▶ _WHAT TO DO_: The lines below, from the one holding "Mark the white eagle" through the one holding "pixel 203 73", are to be restated word for word, with all images left out.

Point localization data
==*==

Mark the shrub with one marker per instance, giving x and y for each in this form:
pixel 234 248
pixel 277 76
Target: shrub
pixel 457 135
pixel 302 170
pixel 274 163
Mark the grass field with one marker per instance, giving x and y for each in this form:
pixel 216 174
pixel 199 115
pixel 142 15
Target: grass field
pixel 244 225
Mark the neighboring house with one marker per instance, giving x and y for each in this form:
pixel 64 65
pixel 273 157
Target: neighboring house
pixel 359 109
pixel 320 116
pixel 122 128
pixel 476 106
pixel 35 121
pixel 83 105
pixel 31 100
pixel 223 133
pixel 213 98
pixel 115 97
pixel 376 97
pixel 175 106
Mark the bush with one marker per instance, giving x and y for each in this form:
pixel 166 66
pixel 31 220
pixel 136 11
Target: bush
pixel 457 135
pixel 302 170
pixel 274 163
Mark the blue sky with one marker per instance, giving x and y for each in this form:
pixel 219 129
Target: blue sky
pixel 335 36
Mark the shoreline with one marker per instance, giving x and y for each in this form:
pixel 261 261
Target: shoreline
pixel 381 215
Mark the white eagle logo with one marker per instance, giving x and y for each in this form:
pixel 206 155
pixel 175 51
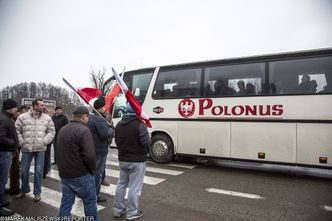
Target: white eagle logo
pixel 186 108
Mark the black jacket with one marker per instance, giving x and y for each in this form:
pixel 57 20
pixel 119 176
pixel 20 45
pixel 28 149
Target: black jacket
pixel 101 132
pixel 59 121
pixel 8 134
pixel 132 139
pixel 76 154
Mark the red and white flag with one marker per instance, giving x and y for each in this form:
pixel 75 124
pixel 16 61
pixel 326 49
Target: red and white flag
pixel 132 100
pixel 110 97
pixel 87 93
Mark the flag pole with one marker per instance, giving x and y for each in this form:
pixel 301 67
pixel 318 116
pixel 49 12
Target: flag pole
pixel 71 87
pixel 124 68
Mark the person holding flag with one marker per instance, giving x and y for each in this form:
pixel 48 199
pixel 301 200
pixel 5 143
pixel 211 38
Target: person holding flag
pixel 101 132
pixel 133 141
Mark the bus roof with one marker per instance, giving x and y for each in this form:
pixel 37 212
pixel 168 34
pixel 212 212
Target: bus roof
pixel 265 57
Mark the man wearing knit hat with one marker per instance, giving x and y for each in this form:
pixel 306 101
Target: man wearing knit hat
pixel 101 132
pixel 8 144
pixel 133 141
pixel 76 164
pixel 35 131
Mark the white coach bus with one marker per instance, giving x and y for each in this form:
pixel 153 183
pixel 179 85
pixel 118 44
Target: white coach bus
pixel 272 108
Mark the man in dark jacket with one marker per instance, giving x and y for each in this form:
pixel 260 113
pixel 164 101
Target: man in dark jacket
pixel 101 132
pixel 15 167
pixel 8 144
pixel 59 121
pixel 133 141
pixel 76 164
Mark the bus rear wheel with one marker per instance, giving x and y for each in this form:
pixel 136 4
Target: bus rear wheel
pixel 162 149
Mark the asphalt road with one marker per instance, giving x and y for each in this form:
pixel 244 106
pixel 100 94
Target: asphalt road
pixel 196 192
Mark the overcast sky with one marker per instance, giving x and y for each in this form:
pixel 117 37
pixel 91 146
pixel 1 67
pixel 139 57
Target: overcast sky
pixel 45 40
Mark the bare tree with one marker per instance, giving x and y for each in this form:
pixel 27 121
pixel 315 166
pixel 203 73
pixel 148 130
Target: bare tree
pixel 99 81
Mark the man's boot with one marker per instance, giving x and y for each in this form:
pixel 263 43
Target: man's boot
pixel 3 210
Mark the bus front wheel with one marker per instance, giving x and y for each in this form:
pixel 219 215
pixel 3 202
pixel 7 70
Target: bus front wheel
pixel 162 149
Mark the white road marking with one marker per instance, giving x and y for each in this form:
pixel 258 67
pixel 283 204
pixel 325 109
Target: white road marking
pixel 109 190
pixel 327 208
pixel 53 198
pixel 152 169
pixel 181 165
pixel 232 193
pixel 147 179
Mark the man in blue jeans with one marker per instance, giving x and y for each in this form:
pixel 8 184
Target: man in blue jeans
pixel 101 131
pixel 8 144
pixel 35 131
pixel 76 160
pixel 133 141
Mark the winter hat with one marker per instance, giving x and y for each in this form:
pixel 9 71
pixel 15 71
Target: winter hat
pixel 8 104
pixel 99 103
pixel 129 109
pixel 81 110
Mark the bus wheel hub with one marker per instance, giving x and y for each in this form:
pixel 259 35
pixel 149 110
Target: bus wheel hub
pixel 160 148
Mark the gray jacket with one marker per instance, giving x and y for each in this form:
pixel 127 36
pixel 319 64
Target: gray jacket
pixel 35 131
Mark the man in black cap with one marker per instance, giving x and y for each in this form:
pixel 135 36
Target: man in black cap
pixel 101 132
pixel 76 164
pixel 8 144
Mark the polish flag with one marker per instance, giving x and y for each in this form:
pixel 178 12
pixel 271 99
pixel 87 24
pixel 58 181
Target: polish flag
pixel 132 100
pixel 110 97
pixel 87 93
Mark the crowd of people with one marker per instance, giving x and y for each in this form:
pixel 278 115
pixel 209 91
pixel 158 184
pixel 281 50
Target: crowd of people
pixel 80 154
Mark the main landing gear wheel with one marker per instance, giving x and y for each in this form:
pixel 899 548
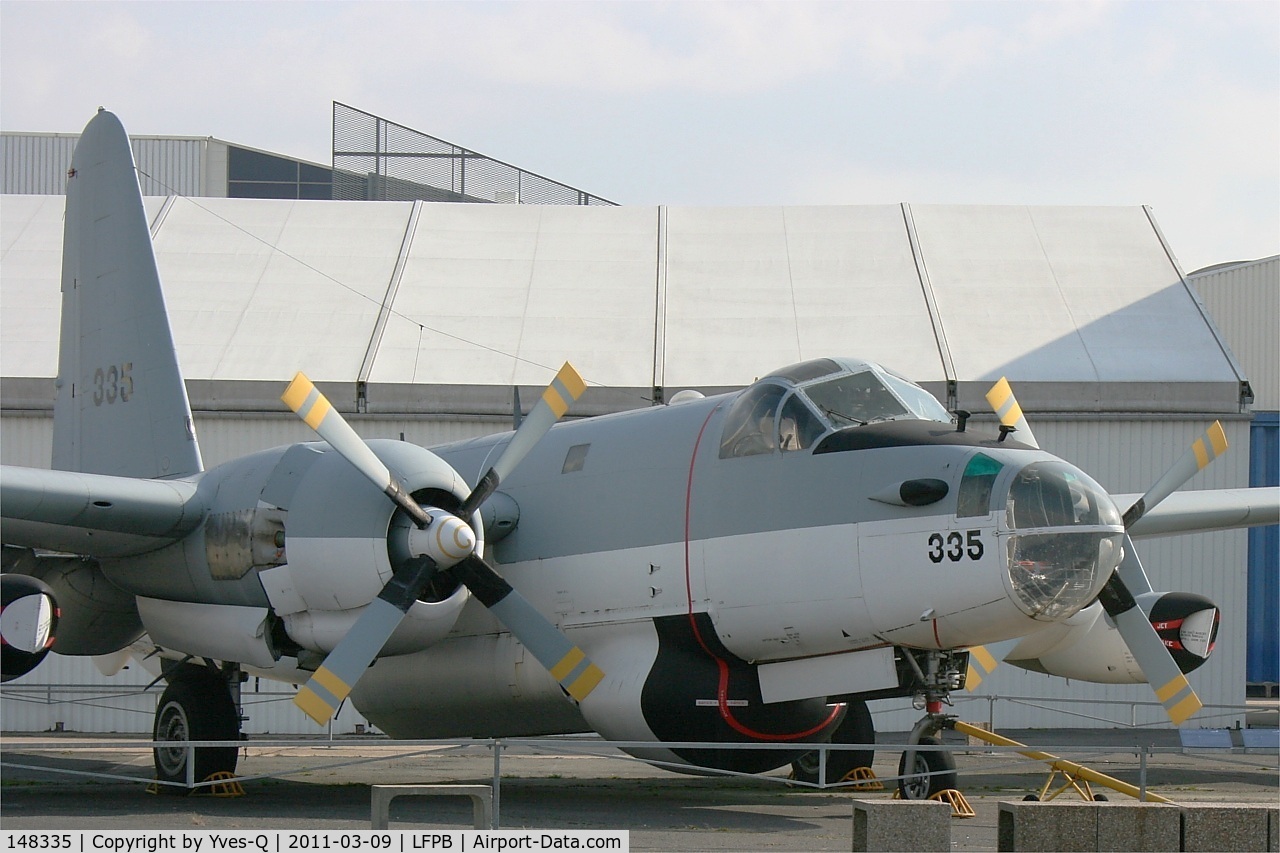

==*==

▶ _ANSWER TO THIS TASK_:
Mark the white eagle logo with one marker per instance, giving x and y for each in this form:
pixel 206 155
pixel 175 51
Target: white eagle logo
pixel 186 108
Mark the black jacket with one marker per instance, giving x and y for each in this form:
pixel 57 20
pixel 119 176
pixel 20 45
pixel 28 149
Target: black jacket
pixel 101 132
pixel 59 121
pixel 8 134
pixel 132 139
pixel 76 154
Mark the red and white flag with one marker per instance, giving x and y for each in this form:
pixel 75 124
pixel 16 61
pixel 326 49
Target: red and white flag
pixel 132 100
pixel 110 97
pixel 87 93
Mark the flag pole with one marker per instance, giving x and y for each in this form:
pixel 301 67
pixel 318 116
pixel 49 12
Target: flag pole
pixel 71 87
pixel 124 68
Mark the person holding flag with one marker per instance, giving x and y for each in this form:
pixel 48 199
pixel 301 200
pixel 5 143
pixel 211 38
Target: person holding flag
pixel 101 132
pixel 133 141
Mark the bus roof with one marker per instance, giving x and y for each in this form:
pixel 37 212
pixel 168 34
pixel 212 212
Target: bus roof
pixel 265 57
Mark the man wearing knit hat with one marker per instance, giving x and y for each in this form:
pixel 306 101
Target: man wearing knit hat
pixel 101 132
pixel 8 144
pixel 133 141
pixel 76 164
pixel 35 131
Mark the white coach bus with one marker per instance, giving x and y for each in this form:
pixel 153 183
pixel 179 85
pixel 118 44
Target: white coach bus
pixel 272 108
Mark the man in dark jacket with one marker per instance, giving x and y for each in this form:
pixel 260 113
pixel 164 101
Target: man in dark jacket
pixel 101 132
pixel 15 167
pixel 8 144
pixel 59 121
pixel 133 141
pixel 76 164
Mark the bus rear wheel with one marker per instance, giving x and y for each in this form:
pixel 136 4
Target: bus rear wheel
pixel 162 149
Mark the asphalt road with one marker per instance, giving x and y for each in this form:
pixel 244 106
pixel 100 94
Target: asphalt road
pixel 196 192
Mark the overcast sky with one marker per instance, giving x and y for each in this form:
pixel 117 37
pixel 91 146
pixel 1 67
pixel 139 57
Target: overcast sky
pixel 45 40
Mark the bare tree with one marker per instance, giving x and y for each in this form:
pixel 27 121
pixel 315 166
pixel 203 73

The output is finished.